(EXERCISE GOAL): A line below contains "Category: suv rear wheel", and a later one contains "Category: curb". Repeat both, with every line between them, exactly.

[Natural language region descriptions]
-------------------------

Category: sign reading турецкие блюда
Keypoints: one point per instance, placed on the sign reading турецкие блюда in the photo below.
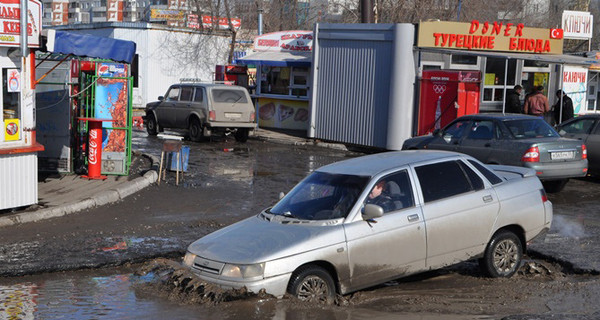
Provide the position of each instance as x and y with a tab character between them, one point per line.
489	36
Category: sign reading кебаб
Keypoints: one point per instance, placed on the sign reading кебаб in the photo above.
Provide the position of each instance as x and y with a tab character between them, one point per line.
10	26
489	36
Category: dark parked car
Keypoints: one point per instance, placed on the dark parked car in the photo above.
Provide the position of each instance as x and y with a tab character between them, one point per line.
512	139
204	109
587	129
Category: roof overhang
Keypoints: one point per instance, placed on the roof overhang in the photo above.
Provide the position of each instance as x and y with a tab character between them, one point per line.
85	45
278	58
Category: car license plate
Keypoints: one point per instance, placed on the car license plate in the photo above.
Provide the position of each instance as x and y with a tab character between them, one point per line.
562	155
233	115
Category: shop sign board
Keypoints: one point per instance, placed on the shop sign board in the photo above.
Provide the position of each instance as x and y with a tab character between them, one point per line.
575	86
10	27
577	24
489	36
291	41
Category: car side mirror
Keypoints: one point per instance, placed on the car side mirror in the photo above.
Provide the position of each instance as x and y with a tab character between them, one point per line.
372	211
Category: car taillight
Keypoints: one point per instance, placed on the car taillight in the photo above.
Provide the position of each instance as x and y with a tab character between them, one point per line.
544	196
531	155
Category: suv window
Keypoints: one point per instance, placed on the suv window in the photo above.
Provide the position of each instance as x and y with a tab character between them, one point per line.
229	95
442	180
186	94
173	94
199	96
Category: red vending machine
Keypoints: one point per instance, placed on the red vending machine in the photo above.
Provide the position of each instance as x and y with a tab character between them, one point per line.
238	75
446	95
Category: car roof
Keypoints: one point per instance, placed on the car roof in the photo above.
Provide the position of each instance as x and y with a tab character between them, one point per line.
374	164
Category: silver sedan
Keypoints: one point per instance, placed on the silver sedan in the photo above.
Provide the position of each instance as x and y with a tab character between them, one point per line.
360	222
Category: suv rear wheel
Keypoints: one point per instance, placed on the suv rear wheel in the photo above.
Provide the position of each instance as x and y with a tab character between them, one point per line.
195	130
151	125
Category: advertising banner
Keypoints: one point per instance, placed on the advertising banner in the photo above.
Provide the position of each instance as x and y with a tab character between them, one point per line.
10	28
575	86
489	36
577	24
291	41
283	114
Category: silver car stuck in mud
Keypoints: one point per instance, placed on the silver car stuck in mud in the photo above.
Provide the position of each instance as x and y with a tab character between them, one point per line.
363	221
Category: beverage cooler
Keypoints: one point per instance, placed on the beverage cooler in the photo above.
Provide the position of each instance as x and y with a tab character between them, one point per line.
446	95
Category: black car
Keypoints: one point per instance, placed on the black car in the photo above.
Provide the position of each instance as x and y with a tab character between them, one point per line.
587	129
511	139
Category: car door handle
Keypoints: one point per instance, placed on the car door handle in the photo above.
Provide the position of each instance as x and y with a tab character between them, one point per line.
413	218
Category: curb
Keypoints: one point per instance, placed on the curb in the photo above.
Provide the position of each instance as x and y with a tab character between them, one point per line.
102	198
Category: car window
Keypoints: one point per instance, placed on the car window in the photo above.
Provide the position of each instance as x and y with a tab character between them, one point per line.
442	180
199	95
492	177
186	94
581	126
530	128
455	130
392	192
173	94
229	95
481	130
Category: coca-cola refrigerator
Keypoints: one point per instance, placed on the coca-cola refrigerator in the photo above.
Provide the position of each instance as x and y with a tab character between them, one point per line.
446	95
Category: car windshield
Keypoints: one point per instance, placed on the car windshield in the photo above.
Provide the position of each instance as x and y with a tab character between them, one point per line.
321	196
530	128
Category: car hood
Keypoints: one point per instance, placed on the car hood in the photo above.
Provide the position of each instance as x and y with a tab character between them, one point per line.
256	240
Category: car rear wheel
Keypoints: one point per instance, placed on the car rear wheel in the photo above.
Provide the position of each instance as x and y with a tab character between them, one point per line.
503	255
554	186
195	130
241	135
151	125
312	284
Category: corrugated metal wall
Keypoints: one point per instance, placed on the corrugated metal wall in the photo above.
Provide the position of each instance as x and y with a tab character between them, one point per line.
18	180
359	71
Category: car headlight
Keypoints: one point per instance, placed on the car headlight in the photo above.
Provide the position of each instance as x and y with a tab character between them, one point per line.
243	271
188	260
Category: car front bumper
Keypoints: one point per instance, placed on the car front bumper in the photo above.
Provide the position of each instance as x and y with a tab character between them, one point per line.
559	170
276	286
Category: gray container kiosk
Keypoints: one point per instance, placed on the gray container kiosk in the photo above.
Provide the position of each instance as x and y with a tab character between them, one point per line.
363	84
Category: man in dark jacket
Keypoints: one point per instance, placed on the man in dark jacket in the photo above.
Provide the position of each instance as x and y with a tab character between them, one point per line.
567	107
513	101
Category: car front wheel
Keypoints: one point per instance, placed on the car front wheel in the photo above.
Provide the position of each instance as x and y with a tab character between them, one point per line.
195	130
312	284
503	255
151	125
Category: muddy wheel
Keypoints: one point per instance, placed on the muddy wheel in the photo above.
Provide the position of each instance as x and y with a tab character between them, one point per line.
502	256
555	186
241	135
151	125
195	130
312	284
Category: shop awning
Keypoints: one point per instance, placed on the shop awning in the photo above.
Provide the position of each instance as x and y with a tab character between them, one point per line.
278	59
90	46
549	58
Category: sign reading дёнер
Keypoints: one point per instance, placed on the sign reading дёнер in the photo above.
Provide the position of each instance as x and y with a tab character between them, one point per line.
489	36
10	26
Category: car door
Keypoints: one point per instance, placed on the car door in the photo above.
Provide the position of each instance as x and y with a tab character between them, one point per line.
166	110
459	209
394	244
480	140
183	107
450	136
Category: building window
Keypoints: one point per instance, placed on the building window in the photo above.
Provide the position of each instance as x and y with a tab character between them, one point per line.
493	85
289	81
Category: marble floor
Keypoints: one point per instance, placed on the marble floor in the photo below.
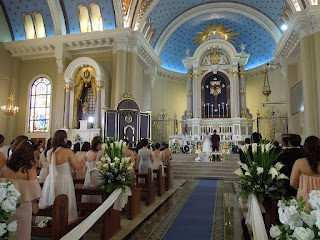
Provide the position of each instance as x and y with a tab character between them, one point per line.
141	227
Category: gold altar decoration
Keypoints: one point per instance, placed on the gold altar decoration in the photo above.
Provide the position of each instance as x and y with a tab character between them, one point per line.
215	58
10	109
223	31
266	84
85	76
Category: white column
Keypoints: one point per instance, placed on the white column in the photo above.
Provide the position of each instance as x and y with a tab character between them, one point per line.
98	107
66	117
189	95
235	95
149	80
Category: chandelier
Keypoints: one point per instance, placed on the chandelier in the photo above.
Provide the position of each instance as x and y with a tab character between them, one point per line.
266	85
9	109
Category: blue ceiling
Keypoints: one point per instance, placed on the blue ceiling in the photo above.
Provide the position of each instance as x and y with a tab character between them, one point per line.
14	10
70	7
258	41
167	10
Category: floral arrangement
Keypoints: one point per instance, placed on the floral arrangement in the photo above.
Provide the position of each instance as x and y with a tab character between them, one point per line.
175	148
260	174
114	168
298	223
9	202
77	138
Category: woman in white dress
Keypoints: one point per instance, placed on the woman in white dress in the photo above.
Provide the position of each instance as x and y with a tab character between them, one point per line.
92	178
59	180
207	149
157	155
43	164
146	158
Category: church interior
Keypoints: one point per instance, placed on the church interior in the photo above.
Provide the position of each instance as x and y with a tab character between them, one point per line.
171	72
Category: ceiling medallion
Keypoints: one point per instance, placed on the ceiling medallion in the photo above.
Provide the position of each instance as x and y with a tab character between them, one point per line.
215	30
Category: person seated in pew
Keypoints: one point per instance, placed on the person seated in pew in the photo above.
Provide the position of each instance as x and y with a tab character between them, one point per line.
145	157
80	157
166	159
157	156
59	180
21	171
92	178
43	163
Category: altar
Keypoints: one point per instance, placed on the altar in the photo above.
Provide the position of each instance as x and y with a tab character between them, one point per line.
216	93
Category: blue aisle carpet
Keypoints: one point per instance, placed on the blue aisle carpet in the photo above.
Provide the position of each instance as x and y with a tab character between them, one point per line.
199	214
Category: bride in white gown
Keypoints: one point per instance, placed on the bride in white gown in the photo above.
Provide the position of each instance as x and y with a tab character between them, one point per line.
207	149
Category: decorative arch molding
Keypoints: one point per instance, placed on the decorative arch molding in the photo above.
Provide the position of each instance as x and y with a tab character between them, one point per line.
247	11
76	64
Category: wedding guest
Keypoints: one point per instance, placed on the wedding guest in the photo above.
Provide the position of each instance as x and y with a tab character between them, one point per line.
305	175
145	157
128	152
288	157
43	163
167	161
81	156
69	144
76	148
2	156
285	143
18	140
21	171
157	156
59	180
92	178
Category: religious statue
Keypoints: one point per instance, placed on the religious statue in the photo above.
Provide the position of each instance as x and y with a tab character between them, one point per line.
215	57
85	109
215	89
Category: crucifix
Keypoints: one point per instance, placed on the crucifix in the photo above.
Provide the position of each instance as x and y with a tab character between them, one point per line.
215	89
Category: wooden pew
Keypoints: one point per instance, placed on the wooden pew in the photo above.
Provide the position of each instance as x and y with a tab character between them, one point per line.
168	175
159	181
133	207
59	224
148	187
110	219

-------------------------

(RESPONSE FOR THIS EXERCISE):
Category: suv rear wheel
Keypoints: one point per instance, placed on the suv rear wheel in the photo above.
Provide the position of each instance as x and y with a tab character between them, one point per line.
195	130
151	125
Category: advertising banner
Keypoints: one point per instance, placed on the advertising banner in the photo above.
Provide the position of each instance as x and y with a tab character between them, one point per line.
10	28
575	86
489	36
577	24
291	41
283	114
Category: silver car stuck in mud
Keypoints: one point per instance, placed on the silver car stuck in mud in the photo above.
Provide the position of each instance as x and y with a tab character between them, one point per line.
363	221
Category: beverage cooler
Keypoints: one point per instance, placed on the beverage cooler in the photo above.
Provide the position of each instance as x and y with a tab character between them, one point per line.
446	95
Category: black car
Keypoints: one point per instance, placed on the black car in the photo above.
Provide the position of each instance as x and y with a tab character between them, one point per line.
587	129
511	139
Category: car door handle
Keypoints: one point per instance, placed on the car door handle in the photo above.
Provide the position of each instance as x and y with a tab character between them, one point per line.
413	218
Category: curb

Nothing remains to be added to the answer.